§ **СТАТЬЯ**
--*--
И. С. Остроухов.Сиверко. 1890. ГТГ.

На Передвижной 1886 года наибольший успех выпал на долю картины «Ранняя весна» Дубовского, и с тех пор имя этого художника стало одним из самых у нас популярных. Действительно, с картины Саврасова не появлялось у нас произведений с более ясно выраженным поэтическим намерением. Тема была восхитительна: солнце, ликующее свою победу над холодом и смертью. Все сверкает и сияет, тает, течет.

Однако уже и в этой картине сказались недостатки мастера, со временем до того усилившиеся, что лишили его того видного места, которое он было занял. Эти недостатки заключались исключительно в технике.

Странное дело, объяснимое, впрочем, в среде передвижников, не обращавших из принципана технику должного внимания, – живопись поэта Дубовского, занятого постоянно широкими и чудесными задачами, мало чем отличалась от несколько «подносной» живописи Айвазовского. Та же жидкость, та же поверхностность, та же резкость. Бедность в полутонах, грубость красочного эффекта, что-то дилетантское, вялое в кисти.
--*--
Сохранённые записи данных:
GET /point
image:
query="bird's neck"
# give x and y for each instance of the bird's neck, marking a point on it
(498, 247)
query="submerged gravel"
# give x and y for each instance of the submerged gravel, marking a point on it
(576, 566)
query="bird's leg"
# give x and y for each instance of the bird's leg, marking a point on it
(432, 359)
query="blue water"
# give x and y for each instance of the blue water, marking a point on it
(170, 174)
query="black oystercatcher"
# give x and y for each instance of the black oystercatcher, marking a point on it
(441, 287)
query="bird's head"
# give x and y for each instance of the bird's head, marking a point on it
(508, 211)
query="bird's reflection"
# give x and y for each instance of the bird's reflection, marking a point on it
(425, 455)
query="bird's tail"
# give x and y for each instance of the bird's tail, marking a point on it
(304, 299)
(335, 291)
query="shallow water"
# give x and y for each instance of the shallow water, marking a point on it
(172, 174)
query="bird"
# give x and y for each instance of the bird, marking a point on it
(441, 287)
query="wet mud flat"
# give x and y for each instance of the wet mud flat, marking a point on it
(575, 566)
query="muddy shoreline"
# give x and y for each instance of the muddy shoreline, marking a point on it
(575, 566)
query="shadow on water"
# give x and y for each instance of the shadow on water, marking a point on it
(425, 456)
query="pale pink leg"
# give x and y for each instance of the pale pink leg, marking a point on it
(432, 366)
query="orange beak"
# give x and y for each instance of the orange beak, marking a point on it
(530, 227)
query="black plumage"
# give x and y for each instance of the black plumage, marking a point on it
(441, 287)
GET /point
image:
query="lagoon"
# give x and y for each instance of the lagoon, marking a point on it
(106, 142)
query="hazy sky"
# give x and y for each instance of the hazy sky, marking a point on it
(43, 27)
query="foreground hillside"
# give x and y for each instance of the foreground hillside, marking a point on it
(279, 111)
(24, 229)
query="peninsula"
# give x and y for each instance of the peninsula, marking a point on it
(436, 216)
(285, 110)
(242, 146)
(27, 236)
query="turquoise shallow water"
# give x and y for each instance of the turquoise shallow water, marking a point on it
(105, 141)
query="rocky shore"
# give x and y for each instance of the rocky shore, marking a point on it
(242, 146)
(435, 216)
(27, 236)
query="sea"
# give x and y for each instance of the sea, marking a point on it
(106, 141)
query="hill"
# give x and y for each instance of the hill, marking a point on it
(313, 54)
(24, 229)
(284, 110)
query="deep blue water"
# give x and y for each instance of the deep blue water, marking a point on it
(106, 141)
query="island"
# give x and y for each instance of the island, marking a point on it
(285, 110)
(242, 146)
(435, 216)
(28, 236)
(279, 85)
--*--
Выведите без изменений фрагмент статьи о живописи Дубовского от слов «Странное дело, объяснимое, впрочем, в» до слов «вялое в кисти.» включительно. Данные здесь никакой роли не играют.

Странное дело, объяснимое, впрочем, в среде передвижников, не обращавших из принципана технику должного внимания, – живопись поэта Дубовского, занятого постоянно широкими и чудесными задачами, мало чем отличалась от несколько «подносной» живописи Айвазовского. Та же жидкость, та же поверхностность, та же резкость. Бедность в полутонах, грубость красочного эффекта, что-то дилетантское, вялое в кисти.